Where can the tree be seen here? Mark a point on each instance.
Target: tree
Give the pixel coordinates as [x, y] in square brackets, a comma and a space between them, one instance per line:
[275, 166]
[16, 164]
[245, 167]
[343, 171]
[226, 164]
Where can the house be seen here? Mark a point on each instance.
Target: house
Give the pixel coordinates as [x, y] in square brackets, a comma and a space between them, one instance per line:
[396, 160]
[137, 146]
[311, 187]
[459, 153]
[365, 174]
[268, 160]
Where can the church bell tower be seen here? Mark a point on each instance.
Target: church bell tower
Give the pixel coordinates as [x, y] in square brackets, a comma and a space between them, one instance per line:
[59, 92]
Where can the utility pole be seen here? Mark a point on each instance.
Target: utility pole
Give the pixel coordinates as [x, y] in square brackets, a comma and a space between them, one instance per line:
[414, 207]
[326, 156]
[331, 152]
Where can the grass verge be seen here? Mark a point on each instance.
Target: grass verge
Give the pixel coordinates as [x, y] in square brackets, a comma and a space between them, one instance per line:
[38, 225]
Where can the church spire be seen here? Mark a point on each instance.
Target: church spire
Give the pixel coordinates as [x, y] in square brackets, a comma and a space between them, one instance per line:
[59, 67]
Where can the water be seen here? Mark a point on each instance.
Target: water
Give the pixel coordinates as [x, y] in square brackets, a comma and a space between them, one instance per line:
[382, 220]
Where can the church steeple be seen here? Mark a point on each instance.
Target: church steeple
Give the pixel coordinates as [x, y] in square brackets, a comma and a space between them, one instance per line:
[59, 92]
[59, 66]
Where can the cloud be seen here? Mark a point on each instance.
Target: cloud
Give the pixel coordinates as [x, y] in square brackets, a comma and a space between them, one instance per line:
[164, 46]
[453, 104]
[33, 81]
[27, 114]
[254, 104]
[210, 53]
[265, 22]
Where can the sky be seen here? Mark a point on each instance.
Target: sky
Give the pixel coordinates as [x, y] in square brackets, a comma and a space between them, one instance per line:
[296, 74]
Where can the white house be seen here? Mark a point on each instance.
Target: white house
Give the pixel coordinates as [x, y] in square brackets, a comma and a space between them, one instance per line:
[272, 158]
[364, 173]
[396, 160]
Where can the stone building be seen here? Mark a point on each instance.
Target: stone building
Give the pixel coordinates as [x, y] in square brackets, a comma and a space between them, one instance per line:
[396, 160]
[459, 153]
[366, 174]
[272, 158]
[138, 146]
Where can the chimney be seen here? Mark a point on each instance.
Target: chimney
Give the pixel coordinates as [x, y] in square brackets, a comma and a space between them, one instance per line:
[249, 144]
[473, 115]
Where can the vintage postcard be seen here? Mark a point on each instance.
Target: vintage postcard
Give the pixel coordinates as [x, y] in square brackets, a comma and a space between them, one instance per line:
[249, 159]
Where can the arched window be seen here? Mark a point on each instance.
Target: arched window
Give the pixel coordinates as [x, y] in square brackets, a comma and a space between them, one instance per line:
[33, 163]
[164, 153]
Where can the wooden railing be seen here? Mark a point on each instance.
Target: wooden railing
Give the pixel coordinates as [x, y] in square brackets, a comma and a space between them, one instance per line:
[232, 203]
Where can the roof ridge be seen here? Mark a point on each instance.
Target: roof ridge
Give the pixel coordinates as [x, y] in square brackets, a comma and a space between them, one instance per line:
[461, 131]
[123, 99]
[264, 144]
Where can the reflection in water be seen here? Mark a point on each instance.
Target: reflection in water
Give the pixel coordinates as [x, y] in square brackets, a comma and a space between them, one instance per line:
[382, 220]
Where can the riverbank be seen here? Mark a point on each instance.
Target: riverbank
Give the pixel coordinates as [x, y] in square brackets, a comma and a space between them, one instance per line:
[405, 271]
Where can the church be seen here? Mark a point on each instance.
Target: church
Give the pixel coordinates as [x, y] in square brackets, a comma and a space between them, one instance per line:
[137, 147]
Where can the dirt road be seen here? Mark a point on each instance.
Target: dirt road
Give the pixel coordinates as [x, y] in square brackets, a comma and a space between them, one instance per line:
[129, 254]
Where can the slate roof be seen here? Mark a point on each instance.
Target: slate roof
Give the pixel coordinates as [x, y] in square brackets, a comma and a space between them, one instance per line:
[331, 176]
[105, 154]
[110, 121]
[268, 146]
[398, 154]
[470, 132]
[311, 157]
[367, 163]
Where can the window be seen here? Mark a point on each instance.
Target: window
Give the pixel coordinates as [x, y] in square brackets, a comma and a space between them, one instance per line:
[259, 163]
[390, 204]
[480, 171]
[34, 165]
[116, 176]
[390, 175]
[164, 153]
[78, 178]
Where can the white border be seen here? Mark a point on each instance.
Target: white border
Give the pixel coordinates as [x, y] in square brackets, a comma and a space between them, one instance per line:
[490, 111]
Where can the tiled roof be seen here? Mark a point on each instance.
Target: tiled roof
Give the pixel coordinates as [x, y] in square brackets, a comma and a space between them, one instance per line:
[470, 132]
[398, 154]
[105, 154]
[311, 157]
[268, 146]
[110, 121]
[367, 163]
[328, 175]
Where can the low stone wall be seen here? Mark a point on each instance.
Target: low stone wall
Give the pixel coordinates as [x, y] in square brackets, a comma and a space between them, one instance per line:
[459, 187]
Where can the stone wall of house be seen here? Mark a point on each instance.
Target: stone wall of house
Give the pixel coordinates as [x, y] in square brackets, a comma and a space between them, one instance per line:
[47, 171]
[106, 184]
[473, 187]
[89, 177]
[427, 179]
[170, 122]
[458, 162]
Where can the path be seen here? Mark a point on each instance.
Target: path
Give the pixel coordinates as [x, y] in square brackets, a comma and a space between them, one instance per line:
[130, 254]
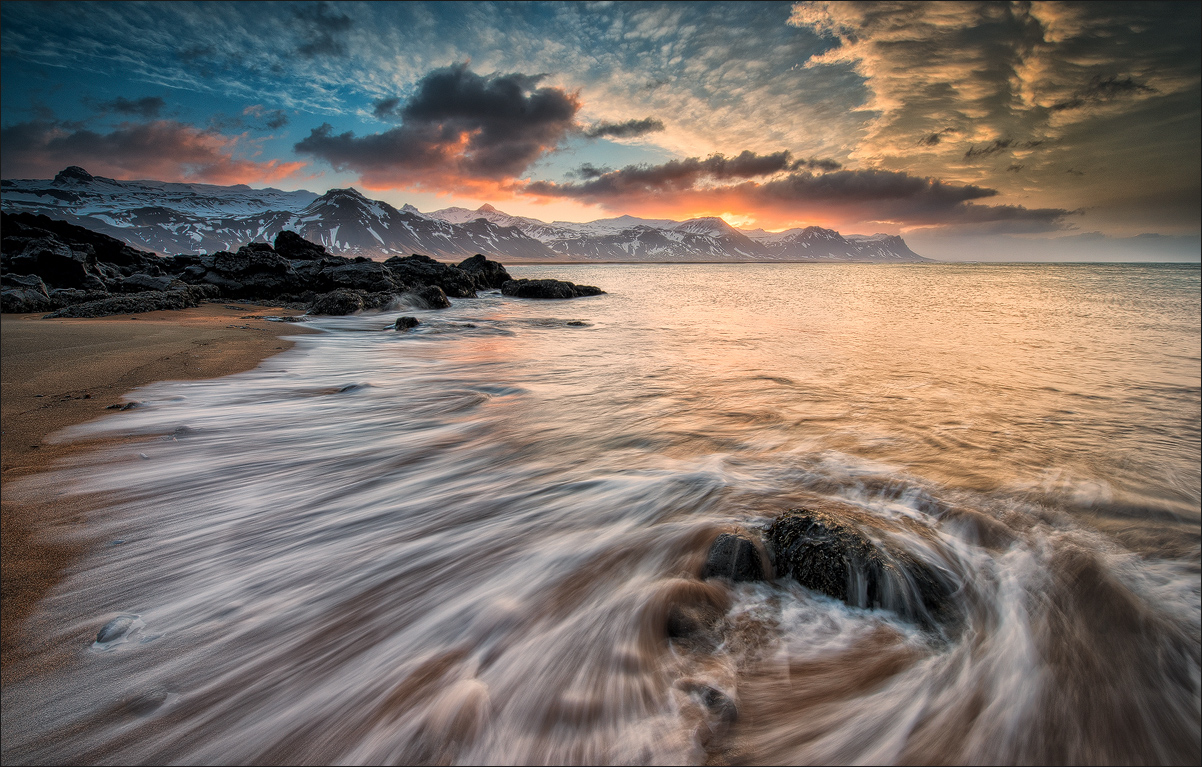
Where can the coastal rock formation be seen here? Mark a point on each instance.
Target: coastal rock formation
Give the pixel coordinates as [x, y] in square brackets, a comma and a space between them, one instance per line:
[835, 557]
[547, 289]
[735, 557]
[49, 265]
[487, 274]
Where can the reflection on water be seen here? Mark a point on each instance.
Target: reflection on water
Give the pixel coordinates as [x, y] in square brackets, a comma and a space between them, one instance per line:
[465, 543]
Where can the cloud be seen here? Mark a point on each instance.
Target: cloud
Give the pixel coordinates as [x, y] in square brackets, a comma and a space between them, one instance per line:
[322, 30]
[630, 129]
[458, 126]
[999, 144]
[1101, 90]
[147, 107]
[771, 188]
[159, 149]
[386, 108]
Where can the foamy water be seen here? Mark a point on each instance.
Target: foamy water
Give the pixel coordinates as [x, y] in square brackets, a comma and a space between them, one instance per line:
[462, 543]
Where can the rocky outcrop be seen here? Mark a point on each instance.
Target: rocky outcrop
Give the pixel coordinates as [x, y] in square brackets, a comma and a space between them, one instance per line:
[837, 557]
[487, 274]
[547, 289]
[424, 271]
[735, 557]
[149, 301]
[51, 265]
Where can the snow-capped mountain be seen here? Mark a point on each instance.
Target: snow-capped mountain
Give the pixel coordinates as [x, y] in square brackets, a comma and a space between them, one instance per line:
[172, 218]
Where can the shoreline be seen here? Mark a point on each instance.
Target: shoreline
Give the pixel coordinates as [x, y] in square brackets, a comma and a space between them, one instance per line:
[59, 373]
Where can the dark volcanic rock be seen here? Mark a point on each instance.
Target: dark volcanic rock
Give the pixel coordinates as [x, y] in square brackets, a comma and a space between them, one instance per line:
[432, 297]
[134, 303]
[547, 289]
[338, 303]
[296, 248]
[424, 271]
[487, 274]
[735, 557]
[24, 293]
[369, 275]
[833, 556]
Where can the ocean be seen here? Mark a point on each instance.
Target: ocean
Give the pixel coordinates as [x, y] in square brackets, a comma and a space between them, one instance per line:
[460, 543]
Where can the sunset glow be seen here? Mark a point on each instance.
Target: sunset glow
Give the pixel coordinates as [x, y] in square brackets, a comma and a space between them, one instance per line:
[941, 120]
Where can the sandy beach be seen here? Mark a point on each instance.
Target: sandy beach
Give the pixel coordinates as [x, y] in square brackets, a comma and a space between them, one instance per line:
[58, 373]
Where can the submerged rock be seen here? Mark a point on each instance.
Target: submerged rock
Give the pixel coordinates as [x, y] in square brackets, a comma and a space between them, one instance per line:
[736, 557]
[547, 289]
[835, 557]
[487, 274]
[338, 303]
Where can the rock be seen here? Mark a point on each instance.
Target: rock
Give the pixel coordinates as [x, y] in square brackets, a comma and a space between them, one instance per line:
[136, 283]
[547, 289]
[424, 271]
[23, 293]
[835, 557]
[368, 275]
[432, 297]
[296, 248]
[338, 303]
[735, 557]
[118, 629]
[135, 303]
[487, 274]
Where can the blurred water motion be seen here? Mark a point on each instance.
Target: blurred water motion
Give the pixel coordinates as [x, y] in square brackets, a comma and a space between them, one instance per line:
[463, 543]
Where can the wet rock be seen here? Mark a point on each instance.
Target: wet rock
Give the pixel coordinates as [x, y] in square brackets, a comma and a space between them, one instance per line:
[487, 274]
[432, 297]
[424, 271]
[135, 303]
[118, 629]
[296, 248]
[138, 283]
[23, 293]
[338, 303]
[367, 275]
[835, 557]
[547, 289]
[735, 557]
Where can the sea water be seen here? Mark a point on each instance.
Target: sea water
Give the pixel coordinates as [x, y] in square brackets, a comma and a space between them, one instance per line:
[459, 543]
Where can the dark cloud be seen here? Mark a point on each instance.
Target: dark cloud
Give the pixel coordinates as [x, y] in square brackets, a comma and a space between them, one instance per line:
[322, 30]
[457, 123]
[999, 144]
[815, 164]
[932, 140]
[159, 149]
[386, 108]
[1102, 89]
[147, 107]
[766, 183]
[629, 129]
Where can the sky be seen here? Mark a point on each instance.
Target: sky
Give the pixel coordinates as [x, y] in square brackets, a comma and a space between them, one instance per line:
[976, 130]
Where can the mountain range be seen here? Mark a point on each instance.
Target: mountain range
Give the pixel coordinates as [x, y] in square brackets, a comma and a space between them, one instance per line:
[174, 218]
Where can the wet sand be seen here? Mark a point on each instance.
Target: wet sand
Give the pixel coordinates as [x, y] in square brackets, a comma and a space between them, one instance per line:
[58, 373]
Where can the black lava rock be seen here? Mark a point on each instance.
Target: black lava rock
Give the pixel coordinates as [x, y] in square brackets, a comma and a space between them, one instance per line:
[296, 248]
[338, 303]
[487, 274]
[733, 557]
[547, 289]
[834, 557]
[424, 271]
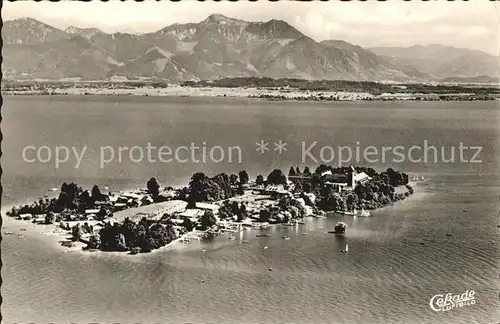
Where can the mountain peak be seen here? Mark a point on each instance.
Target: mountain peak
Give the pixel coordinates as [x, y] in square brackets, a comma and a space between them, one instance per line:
[84, 32]
[221, 19]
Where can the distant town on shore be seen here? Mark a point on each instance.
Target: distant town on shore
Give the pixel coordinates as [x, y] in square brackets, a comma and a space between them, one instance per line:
[142, 220]
[262, 88]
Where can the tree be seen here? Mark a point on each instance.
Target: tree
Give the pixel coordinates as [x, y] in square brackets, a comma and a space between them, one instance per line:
[49, 218]
[240, 190]
[233, 178]
[276, 177]
[243, 175]
[264, 215]
[153, 187]
[96, 194]
[188, 224]
[76, 233]
[242, 212]
[94, 242]
[207, 220]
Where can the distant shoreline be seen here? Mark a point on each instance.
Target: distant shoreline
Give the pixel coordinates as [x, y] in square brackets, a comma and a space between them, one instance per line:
[269, 94]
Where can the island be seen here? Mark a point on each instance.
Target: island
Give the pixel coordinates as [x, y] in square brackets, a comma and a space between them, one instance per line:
[140, 221]
[263, 88]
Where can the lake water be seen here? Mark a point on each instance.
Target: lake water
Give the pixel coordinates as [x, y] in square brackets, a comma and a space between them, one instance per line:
[388, 276]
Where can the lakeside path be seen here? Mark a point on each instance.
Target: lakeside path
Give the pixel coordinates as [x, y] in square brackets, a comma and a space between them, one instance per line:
[243, 92]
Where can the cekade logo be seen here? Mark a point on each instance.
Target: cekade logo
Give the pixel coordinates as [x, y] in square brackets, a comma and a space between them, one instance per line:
[443, 303]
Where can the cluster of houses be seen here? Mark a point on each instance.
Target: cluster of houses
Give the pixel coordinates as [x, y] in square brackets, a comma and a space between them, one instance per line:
[338, 181]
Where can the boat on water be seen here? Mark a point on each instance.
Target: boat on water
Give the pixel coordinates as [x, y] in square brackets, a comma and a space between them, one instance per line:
[363, 213]
[339, 228]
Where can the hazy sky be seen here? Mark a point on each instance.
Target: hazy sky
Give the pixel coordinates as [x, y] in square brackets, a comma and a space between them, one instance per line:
[472, 24]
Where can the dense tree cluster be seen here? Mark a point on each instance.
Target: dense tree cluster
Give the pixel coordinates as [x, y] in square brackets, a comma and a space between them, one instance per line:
[207, 220]
[229, 210]
[276, 177]
[377, 192]
[71, 198]
[205, 189]
[144, 236]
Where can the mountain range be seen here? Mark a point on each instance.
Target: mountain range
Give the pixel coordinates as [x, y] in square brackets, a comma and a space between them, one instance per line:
[220, 47]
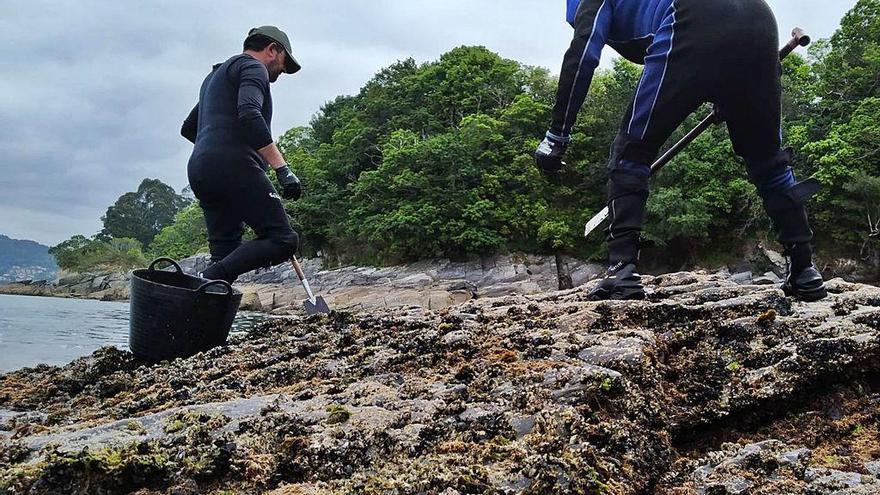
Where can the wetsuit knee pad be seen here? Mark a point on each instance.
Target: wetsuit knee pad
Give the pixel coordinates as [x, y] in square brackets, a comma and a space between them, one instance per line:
[772, 174]
[628, 149]
[792, 197]
[623, 182]
[287, 243]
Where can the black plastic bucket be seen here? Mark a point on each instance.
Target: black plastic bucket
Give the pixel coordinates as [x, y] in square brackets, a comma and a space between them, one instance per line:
[177, 315]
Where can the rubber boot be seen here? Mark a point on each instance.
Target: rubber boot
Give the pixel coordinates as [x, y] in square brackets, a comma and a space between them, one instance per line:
[621, 282]
[803, 280]
[789, 215]
[627, 210]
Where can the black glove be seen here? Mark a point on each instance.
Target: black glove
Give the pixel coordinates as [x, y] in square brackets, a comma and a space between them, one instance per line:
[549, 154]
[290, 185]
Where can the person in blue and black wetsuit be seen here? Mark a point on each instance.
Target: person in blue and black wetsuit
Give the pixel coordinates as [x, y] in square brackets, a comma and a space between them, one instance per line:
[230, 127]
[694, 51]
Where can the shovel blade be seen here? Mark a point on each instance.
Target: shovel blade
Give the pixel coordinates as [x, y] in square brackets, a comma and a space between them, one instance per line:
[319, 307]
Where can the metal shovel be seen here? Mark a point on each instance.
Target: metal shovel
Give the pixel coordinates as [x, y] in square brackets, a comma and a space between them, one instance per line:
[798, 38]
[313, 305]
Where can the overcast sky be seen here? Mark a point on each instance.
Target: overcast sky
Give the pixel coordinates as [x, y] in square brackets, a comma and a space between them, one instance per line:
[93, 92]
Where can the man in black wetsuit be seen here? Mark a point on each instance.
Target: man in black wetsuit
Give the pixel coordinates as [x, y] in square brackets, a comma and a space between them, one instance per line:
[230, 127]
[694, 51]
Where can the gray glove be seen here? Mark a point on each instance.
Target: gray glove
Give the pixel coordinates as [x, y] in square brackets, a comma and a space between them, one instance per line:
[290, 185]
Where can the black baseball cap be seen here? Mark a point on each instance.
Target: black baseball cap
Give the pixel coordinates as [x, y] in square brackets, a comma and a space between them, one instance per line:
[275, 34]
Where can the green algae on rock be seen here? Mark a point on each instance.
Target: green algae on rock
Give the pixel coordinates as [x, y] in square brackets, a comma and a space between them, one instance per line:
[518, 394]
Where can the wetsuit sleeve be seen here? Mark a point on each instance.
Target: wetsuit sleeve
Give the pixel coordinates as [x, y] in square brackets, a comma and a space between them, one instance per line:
[252, 91]
[592, 22]
[190, 125]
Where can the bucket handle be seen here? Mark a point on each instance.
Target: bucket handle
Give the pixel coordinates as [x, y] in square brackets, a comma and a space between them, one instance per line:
[202, 288]
[169, 260]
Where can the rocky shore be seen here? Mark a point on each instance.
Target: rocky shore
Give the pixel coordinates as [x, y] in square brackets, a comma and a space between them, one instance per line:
[709, 387]
[434, 284]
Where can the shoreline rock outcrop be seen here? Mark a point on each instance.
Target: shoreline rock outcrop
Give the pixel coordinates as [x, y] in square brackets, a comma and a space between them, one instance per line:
[708, 387]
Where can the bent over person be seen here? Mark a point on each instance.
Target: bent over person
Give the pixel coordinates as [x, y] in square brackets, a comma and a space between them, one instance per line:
[230, 127]
[694, 51]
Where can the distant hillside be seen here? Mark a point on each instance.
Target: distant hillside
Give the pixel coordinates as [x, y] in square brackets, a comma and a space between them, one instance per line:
[25, 260]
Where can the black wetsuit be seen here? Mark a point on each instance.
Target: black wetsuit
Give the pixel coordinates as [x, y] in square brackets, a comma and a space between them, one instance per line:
[229, 124]
[694, 51]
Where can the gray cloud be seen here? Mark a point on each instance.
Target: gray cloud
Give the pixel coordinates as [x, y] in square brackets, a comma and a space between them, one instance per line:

.....

- **Work task**: The answer should consist solely of the lines from the first line above through the one with "Target: grass verge", both included, repeated exactly.

- **Exercise solution**:
Where can the tree be seen here? Mark a point on each instance.
Target: tree
Give the pixel coordinates as [x, y] in square brackets, a comma and a space between them, one instance per line:
[275, 166]
[16, 164]
[245, 167]
[343, 171]
[226, 164]
Where can the house be seen here? Mark a point on each instance.
Target: house
Give the pixel coordinates as [x, y] in square brackets, a comma and a space between them, one instance per line:
[396, 160]
[137, 146]
[311, 187]
[459, 153]
[365, 174]
[268, 160]
Where can the church bell tower be seen here? Mark a point on each instance.
Target: church bell tower
Give the pixel coordinates as [x, y] in square brackets, a comma and a space between them, one instance per line:
[59, 92]
Where can the utility pole be seen here? Mark a point on each instance.
Target: utility pole
Give the pixel coordinates as [x, y] in square brackets, a comma and a space between them, one instance per line:
[414, 207]
[326, 156]
[331, 152]
Where can the grass verge be seen here? Mark a point on each instance.
Target: grass verge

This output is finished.